### WHAT IS EXPECTED
Rewrite everything from the line containing "Q: What bounding box encloses the marble" down to the end of the records, swapping "encloses" for "surrounds" and changing nothing else. Leave the pictures out of your answer.

### ITEMS
******

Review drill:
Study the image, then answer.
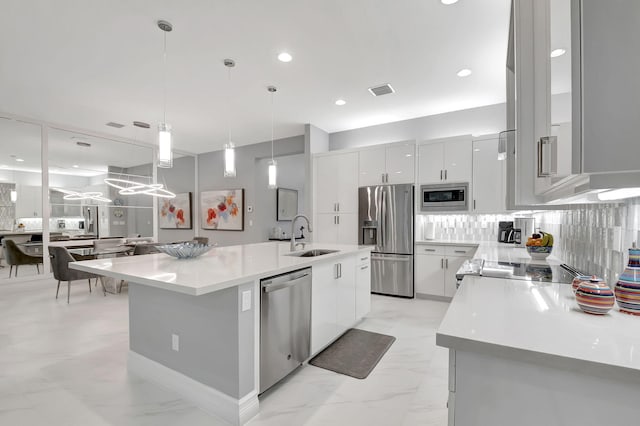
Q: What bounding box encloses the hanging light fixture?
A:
[158,21,173,168]
[224,59,236,177]
[267,86,278,189]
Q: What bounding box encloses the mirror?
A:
[276,188,298,221]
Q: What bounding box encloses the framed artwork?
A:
[158,192,192,229]
[200,189,244,231]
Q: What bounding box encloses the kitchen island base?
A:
[448,349,640,426]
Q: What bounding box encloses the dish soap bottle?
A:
[615,242,640,315]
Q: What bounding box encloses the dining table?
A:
[67,245,134,294]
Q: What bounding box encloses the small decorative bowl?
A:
[156,243,214,259]
[571,275,595,294]
[576,277,616,315]
[527,246,553,260]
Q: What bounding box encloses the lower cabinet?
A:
[356,253,371,320]
[415,244,476,298]
[313,213,358,244]
[311,253,371,354]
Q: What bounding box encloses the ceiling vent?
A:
[368,83,395,96]
[133,121,151,129]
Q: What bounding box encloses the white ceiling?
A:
[0,0,510,152]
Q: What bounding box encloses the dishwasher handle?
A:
[262,274,309,293]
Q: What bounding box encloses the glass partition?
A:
[49,129,154,240]
[0,116,43,277]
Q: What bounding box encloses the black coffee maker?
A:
[498,221,515,244]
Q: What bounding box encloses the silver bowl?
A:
[156,243,214,259]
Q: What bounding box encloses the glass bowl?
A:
[156,243,214,259]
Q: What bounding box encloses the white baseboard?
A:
[127,351,260,425]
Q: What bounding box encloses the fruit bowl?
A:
[156,242,214,259]
[527,246,553,260]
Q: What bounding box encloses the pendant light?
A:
[267,86,278,189]
[158,21,173,168]
[224,59,236,177]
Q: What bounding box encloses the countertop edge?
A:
[436,332,640,385]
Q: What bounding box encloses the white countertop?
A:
[70,242,371,296]
[436,276,640,374]
[416,240,563,265]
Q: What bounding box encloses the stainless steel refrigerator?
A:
[358,184,414,297]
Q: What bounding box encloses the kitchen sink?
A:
[287,249,340,257]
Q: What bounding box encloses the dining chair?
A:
[193,237,209,244]
[49,246,107,303]
[2,238,42,278]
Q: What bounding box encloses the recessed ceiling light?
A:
[278,52,293,62]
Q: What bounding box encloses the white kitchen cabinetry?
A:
[313,213,358,244]
[356,253,371,320]
[311,252,371,355]
[314,152,358,213]
[359,142,416,186]
[507,0,640,209]
[336,257,357,335]
[471,136,506,213]
[311,262,338,354]
[418,136,472,184]
[415,244,476,298]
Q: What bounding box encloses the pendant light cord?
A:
[271,92,275,163]
[162,31,167,124]
[227,67,231,143]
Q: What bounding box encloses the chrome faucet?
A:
[290,214,313,251]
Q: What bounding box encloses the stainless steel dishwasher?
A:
[260,268,311,393]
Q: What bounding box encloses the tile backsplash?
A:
[416,198,640,286]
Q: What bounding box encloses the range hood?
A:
[542,172,640,205]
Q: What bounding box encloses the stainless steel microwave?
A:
[420,183,469,212]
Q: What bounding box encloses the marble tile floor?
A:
[0,279,448,426]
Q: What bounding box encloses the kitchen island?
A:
[71,242,371,424]
[436,251,640,426]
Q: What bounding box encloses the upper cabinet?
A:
[358,142,416,186]
[418,136,472,184]
[471,136,506,213]
[507,0,640,208]
[314,152,358,213]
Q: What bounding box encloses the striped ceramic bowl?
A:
[571,275,596,293]
[576,277,615,315]
[615,248,640,315]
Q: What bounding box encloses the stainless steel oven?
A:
[420,183,469,212]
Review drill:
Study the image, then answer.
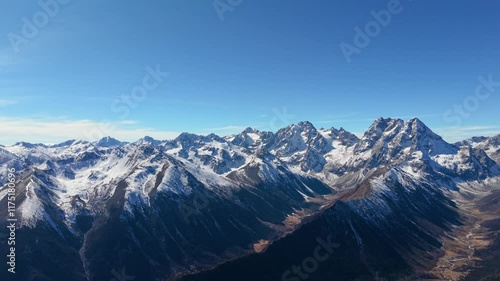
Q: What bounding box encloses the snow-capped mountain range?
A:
[0,118,500,280]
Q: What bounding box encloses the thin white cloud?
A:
[0,117,179,145]
[0,99,17,107]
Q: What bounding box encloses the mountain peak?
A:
[97,136,122,147]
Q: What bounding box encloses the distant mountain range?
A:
[0,118,500,281]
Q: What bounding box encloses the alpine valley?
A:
[0,118,500,281]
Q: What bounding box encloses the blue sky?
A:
[0,0,500,144]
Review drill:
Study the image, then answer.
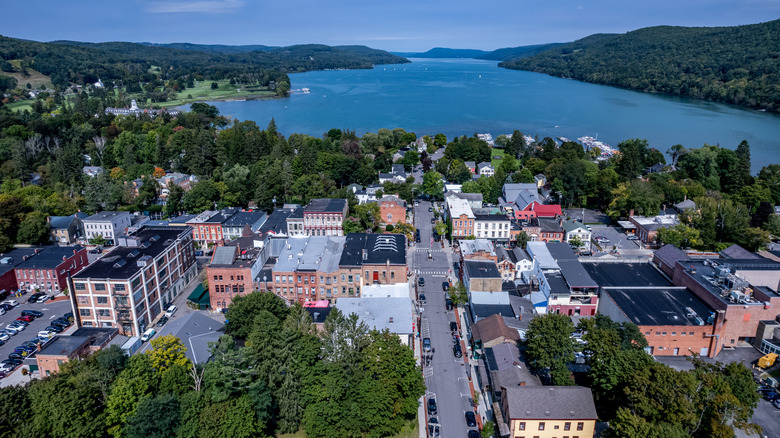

******

### THE OUTPUT
Q: What bounding box surrounds the marble tile floor?
A:
[0,279,448,426]
Q: What bounding box surrounds the kitchen island?
A:
[71,242,371,424]
[436,251,640,426]
Q: What bounding box surrounds the upper cabinet?
A:
[358,142,416,186]
[418,136,472,184]
[471,136,506,213]
[507,0,640,208]
[314,152,358,213]
Q: What bounding box surrounds the striped ceramic bowl?
A:
[571,275,596,293]
[576,277,615,315]
[615,248,640,315]
Q: What bounding box surrounds the stainless steel oven?
A:
[420,183,469,212]
Review drill:
Study the image, then answer.
Q: What bounding box surrounds the snow-capped mountain range?
A:
[0,118,500,280]
Q: What bounding box surrounds the thin white cloud?
A:
[0,117,179,145]
[0,99,17,107]
Q: What bounding box surrounds the mountain peak?
A:
[97,136,122,147]
Q: What bounding box surrounds the distant mountain range?
A:
[0,118,500,281]
Q: What bounding box surrounds the alpine valley?
A:
[0,118,500,281]
Q: What bounding box surrounds the blue sky?
A:
[0,0,500,144]
Review drill:
Study the image, then answer.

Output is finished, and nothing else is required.